- 다음을 수행하시오
- 1) Lipschitz 연속성에 관한 글에서는 Lipschitz constant가 무엇을 의미한다고 설명합니까?
- 2) Lipschitz 연속성에 관한 글에 나오는 "Lipschitz 연속성은 함수에 대한 균일한 연속성의 강력한 형태이다."라는 문장을 영어로 옮기시오.
- 3) Lipschitz 연속성에 관한 글을 마지막 문장 뒤에서부터 이어서 쓰시오.

- 본문

_ _ _ _ _

개념-Lipschitz_continuous

Posted May 27, 2024

10 min read

ml_refined교재를 공부하면서 Lipschitz parameter(=Lipschitz constant)가 2번(ex1, ex2)이나 나왔다. 중요한 개념 같아서 정리해본다.

결론

Lipschitz constant는 미분값의 상한을 의미한다.
Rayleigh quotient는 상한/하한을 통해 symmetric Hermitian matrix의 고유값의 최대/최소의 추정에 사용된다.

Lipschitz_continuity?

Lipschitz_continuity Lipschitz 연속성은 함수에 대한 균일한 연속성의 강력한 형태이다. Lipschitz 연속함수의 정의를 보면 알겠지만, 직관적으로 Lipschitz 연속 함수는 미분값에 상한(Lipschitz constant)이 있다.
K-Lipschitz-continuous function Lipschitz-continuous function는 두 점 사이의 거리를 일정 비 이상으로 증가시키지 않는 함수이다.

_ _ _ _ _

- 자료
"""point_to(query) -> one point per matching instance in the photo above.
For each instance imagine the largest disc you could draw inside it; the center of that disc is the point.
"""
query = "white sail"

_ _ _ _ _

- 예상 답안
- 1) Lipschitz constant는 미분값의 상한을 의미합니다.

- 2) Lipschitz continuity is a strong form of uniform continuity for functions.

- 3)
정의:
두 거리 공간 ${\displaystyle (X,d_{X})}$, ${\displaystyle (Y,d_{Y})}$ 사이의 함수 ${\displaystyle f\colon X\to Y}$ 및 음이 아닌 실수 ${\displaystyle K\geq 0}$가 다음 조건을 만족시킨다면, ${\displaystyle f}$가 ${\displaystyle K}$-립시츠 연속 함수라고 한다.

임의의 ${\displaystyle x,x’\in X}$에 대하여, ${\displaystyle d_{Y}(f(x),f(x’))\leq Kd_{X}(x,x’)}$
여기서 K를 Lipschitz parameter(=Lipschitz constant)라고 한다.

Lipschitz-continuous function

두 거리 공간 ${\displaystyle (X,d_{X})}$, ${\displaystyle (Y,d_{Y})}$ 사이의 함수 ${\displaystyle f\colon X\to Y}$가 적어도 하나의 음이 아닌 실수 ${\displaystyle K\geq 0}$에 대하여 ${\displaystyle K}$-립시츠 함수라면, ${\displaystyle f}$를 립시츠 연속 함수라고 한다.

ex1. Proof that the Cross Entropy cost is convex

Rayleigh_quotient
여기서는 Lipschitz constant와 함께 Rayleigh_quotient라는 개념이 등장한다.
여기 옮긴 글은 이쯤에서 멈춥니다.